About this exercise
Check each line of the listing for the word "orchid" and report the ones that have it.
■ ■ ■
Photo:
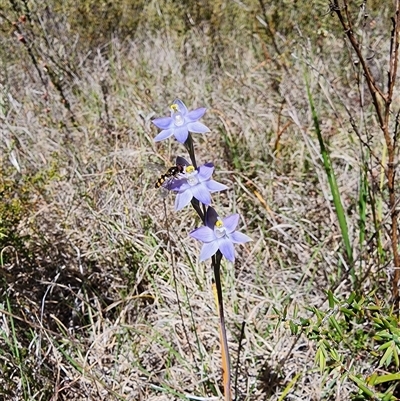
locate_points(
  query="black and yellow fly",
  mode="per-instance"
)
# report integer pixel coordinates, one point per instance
(172, 172)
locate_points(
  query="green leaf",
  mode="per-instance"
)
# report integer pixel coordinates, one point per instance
(387, 357)
(361, 385)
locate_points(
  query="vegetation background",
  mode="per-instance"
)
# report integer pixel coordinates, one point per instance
(102, 296)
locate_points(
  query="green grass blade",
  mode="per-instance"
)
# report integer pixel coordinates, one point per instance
(332, 180)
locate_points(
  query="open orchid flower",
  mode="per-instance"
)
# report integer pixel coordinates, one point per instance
(195, 183)
(180, 123)
(219, 234)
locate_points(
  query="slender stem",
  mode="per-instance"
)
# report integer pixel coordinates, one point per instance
(226, 365)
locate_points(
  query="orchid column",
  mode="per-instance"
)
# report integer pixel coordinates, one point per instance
(194, 185)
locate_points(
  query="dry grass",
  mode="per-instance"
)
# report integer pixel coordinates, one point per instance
(104, 297)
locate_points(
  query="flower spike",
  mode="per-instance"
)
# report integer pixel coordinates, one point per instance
(180, 123)
(219, 234)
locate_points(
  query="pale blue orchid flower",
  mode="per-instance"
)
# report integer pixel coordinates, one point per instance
(180, 123)
(219, 234)
(195, 183)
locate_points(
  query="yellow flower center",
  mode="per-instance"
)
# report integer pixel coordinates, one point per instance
(220, 230)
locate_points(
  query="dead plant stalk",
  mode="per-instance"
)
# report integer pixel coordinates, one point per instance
(382, 102)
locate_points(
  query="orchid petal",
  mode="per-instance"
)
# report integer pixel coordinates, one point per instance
(178, 185)
(180, 160)
(205, 171)
(163, 122)
(195, 115)
(201, 193)
(183, 199)
(231, 222)
(227, 249)
(181, 106)
(181, 133)
(164, 134)
(239, 238)
(211, 217)
(197, 128)
(214, 186)
(204, 234)
(209, 249)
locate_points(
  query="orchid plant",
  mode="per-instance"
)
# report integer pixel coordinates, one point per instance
(194, 185)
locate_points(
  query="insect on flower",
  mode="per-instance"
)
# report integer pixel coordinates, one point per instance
■ ■ ■
Finished task
  query="open orchid flower",
  query="orchid column",
  query="pale blue orchid flower",
  query="orchid petal",
  query="orchid plant",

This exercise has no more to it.